[Start Task material]

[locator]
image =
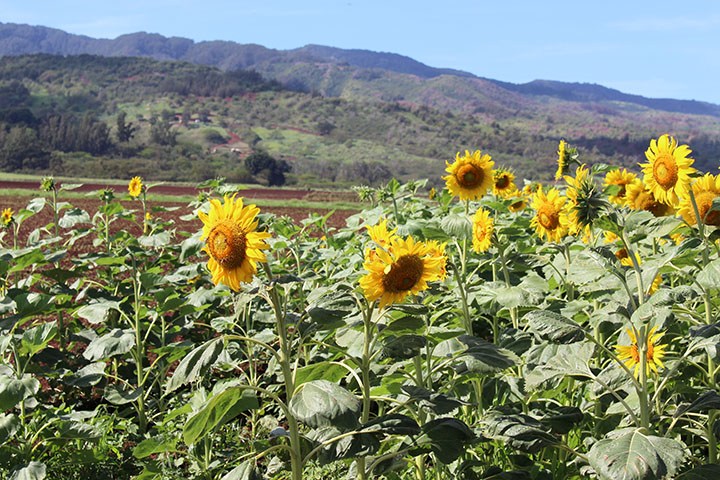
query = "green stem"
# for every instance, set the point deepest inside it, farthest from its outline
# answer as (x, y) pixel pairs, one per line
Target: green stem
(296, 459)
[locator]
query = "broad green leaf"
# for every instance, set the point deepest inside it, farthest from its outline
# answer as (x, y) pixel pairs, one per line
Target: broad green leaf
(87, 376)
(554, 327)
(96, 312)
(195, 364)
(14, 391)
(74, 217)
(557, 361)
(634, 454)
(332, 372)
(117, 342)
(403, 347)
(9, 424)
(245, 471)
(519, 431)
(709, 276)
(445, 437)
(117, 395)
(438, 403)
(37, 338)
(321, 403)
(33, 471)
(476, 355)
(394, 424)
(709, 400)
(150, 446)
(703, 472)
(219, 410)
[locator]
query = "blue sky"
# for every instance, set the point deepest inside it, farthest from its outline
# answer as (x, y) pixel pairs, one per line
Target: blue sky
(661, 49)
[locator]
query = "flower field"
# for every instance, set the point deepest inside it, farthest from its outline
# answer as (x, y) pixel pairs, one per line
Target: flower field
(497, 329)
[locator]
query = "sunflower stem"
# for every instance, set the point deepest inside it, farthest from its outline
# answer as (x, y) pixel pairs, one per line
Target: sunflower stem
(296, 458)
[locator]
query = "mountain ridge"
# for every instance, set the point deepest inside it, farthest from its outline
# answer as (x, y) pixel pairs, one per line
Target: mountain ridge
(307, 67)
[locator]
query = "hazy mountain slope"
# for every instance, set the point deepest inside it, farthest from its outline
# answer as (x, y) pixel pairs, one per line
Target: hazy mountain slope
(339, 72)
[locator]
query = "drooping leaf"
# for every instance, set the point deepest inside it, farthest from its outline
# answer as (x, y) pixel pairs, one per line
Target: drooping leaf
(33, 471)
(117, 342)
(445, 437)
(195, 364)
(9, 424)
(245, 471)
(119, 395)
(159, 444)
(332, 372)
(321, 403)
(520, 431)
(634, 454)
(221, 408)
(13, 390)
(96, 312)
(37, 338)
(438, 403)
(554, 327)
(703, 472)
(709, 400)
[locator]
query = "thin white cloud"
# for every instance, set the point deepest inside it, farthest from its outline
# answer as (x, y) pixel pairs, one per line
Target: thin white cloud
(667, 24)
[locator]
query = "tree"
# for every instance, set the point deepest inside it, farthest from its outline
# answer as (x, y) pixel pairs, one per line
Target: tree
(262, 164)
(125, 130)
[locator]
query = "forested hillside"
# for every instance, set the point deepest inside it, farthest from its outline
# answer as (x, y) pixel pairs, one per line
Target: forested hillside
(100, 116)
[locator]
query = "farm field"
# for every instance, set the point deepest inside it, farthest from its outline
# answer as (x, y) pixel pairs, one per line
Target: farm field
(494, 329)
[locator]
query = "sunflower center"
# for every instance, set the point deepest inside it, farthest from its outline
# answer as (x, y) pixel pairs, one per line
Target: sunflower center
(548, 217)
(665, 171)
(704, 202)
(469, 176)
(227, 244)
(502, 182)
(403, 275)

[End Task material]
[Start Task material]

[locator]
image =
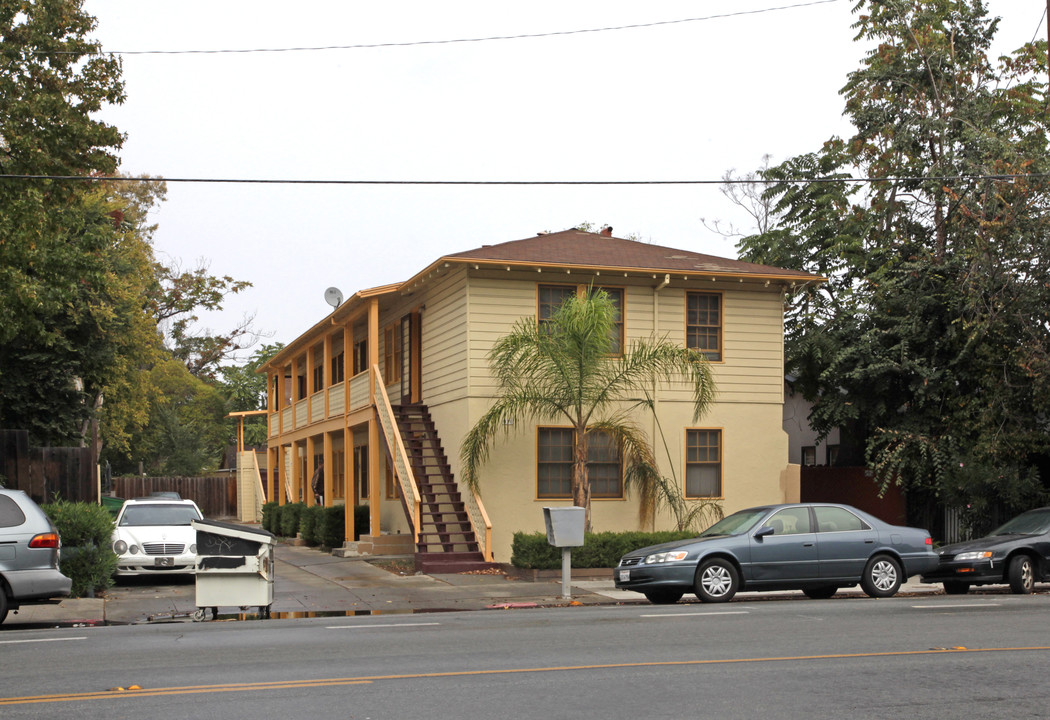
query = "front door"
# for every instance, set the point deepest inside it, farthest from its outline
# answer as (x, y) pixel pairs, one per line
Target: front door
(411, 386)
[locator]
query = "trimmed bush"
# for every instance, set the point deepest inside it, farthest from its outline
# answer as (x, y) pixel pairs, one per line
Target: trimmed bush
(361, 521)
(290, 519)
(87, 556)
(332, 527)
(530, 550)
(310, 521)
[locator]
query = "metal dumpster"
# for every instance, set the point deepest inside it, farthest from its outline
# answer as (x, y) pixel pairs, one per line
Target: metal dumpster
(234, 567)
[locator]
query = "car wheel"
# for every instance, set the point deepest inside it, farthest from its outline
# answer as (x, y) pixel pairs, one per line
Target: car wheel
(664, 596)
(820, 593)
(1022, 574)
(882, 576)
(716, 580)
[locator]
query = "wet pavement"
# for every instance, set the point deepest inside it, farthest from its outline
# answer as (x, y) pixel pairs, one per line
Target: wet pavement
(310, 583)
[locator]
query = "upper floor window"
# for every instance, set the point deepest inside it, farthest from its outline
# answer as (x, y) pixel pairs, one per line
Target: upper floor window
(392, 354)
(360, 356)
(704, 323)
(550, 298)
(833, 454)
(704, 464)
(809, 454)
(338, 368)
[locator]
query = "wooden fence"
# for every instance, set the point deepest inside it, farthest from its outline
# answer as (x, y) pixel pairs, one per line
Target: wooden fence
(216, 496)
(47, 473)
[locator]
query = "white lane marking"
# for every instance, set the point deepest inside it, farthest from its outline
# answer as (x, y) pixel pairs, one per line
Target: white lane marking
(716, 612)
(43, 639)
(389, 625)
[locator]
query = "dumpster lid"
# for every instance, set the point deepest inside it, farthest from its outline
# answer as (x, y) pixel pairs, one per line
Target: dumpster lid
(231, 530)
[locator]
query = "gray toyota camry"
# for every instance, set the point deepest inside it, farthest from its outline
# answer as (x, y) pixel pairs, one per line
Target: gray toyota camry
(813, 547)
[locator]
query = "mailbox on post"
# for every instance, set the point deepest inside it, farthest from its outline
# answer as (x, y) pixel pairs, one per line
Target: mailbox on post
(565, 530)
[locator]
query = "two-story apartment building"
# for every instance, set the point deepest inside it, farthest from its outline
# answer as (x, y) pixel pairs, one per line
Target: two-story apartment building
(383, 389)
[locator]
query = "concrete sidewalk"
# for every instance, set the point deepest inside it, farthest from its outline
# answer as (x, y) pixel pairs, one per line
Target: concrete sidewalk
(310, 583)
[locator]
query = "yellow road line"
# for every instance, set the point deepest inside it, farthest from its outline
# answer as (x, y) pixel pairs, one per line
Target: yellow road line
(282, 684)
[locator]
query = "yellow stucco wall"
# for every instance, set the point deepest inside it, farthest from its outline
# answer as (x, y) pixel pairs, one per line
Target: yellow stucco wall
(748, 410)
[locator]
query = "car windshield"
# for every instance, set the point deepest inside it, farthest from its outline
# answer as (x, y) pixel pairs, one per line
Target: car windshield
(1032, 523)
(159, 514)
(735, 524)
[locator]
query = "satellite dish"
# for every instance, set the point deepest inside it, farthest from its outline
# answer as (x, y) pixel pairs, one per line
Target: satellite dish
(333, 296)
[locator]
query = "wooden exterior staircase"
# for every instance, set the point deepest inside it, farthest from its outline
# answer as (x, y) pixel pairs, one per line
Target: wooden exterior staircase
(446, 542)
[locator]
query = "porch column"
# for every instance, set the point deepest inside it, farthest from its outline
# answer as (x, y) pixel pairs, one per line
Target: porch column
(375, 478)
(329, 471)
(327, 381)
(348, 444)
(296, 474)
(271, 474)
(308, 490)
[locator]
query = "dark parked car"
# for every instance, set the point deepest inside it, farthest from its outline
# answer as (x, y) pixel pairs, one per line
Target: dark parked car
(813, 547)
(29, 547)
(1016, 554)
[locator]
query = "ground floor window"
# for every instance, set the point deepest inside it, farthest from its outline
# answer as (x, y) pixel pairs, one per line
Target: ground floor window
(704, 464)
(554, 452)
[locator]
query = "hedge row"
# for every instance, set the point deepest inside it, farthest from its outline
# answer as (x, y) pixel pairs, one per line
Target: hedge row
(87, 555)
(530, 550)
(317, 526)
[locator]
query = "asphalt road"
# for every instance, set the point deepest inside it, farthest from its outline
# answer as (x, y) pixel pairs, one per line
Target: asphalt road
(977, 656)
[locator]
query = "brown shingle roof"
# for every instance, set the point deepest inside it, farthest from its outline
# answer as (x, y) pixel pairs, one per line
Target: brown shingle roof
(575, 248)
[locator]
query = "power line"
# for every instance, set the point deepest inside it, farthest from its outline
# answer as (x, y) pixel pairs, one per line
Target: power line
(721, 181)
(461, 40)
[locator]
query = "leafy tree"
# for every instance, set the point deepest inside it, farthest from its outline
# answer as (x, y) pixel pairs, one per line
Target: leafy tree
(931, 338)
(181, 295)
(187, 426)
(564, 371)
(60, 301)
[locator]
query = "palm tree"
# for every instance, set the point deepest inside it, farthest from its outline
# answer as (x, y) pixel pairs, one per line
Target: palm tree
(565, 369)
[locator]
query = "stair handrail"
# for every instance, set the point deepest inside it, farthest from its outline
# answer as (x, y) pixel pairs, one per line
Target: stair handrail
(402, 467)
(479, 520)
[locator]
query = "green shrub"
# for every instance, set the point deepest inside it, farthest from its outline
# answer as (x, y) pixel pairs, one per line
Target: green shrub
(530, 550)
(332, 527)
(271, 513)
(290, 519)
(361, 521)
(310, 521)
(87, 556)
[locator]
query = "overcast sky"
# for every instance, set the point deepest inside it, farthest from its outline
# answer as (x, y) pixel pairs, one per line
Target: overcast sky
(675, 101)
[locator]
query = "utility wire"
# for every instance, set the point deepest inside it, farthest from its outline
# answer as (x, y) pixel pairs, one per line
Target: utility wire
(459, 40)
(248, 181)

[End Task material]
[Start Task material]

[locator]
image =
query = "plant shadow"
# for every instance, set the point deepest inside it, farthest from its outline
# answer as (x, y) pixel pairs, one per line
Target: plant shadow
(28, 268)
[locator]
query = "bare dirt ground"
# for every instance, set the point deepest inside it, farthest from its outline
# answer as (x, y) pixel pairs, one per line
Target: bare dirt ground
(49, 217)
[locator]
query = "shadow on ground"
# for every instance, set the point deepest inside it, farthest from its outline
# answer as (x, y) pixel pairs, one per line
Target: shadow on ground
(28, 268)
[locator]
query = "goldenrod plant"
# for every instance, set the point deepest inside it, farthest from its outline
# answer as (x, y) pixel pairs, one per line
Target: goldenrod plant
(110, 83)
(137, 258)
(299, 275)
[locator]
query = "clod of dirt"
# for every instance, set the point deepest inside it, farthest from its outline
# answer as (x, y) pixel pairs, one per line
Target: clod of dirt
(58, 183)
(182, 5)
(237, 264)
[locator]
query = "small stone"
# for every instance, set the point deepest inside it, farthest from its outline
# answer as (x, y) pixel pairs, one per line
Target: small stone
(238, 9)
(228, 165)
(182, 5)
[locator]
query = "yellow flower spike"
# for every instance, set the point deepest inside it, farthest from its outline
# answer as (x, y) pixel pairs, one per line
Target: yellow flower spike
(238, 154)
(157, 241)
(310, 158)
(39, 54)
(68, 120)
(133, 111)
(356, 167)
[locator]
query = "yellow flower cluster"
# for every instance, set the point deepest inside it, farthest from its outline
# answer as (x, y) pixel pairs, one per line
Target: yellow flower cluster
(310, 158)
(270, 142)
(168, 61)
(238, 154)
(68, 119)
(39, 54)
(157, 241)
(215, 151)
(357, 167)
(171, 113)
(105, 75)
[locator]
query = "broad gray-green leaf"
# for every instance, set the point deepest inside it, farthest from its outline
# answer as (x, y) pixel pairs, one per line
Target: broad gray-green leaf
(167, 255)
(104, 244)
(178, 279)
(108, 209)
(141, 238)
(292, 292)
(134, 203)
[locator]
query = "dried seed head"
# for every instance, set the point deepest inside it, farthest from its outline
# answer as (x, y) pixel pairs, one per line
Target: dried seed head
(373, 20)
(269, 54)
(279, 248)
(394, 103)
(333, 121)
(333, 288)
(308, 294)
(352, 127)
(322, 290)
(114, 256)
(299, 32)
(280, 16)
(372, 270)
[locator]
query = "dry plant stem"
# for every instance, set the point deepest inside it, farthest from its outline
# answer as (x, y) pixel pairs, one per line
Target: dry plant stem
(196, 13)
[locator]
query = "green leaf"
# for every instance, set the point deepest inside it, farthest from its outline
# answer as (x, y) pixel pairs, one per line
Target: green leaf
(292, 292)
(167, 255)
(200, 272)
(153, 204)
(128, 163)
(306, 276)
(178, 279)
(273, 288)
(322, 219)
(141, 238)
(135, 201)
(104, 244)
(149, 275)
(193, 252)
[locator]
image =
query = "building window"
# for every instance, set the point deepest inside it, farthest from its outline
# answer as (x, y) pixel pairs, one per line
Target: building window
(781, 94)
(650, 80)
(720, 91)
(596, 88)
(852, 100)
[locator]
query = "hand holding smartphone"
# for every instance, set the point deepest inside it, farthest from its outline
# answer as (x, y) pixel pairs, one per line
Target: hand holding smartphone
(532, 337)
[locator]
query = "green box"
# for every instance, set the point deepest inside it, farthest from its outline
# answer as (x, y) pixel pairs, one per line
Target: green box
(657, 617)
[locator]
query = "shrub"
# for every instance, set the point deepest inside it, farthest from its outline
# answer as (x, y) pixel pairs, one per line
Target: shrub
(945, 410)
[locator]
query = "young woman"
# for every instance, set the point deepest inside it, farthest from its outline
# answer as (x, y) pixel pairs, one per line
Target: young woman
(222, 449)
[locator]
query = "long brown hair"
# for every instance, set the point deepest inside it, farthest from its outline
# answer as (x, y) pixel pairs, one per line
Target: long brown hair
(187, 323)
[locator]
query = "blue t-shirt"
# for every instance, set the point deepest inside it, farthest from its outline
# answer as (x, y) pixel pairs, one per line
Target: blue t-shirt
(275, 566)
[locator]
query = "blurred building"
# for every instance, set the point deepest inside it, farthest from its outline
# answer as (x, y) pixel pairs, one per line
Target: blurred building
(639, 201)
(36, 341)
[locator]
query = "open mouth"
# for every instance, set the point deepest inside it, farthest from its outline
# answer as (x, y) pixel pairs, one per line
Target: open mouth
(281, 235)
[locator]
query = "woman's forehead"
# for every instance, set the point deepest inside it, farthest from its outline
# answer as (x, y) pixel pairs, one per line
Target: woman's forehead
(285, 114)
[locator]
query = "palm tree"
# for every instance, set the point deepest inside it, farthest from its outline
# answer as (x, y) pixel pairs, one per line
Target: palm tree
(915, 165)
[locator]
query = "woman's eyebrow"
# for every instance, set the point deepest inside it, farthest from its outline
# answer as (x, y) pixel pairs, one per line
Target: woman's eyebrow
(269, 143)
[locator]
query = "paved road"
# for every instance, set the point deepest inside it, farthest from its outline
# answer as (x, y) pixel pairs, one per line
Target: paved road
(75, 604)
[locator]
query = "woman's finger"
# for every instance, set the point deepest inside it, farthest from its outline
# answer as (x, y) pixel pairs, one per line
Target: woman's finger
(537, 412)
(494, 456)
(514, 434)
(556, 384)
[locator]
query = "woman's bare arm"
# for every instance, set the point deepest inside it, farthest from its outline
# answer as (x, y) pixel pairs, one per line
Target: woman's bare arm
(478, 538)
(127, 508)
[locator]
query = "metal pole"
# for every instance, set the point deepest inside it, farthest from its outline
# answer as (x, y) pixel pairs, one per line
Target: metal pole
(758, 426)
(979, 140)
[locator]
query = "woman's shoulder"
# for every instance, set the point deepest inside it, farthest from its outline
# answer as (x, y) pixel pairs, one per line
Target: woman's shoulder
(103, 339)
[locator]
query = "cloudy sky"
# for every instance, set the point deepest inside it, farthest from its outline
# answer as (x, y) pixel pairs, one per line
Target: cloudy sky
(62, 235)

[End Task material]

## Task requirements
Pick out each line of the items above that contains the string "handrail", matching case exactly, and copy those lines out in full.

## Solution
query = "stair handrail"
Target: stair handrail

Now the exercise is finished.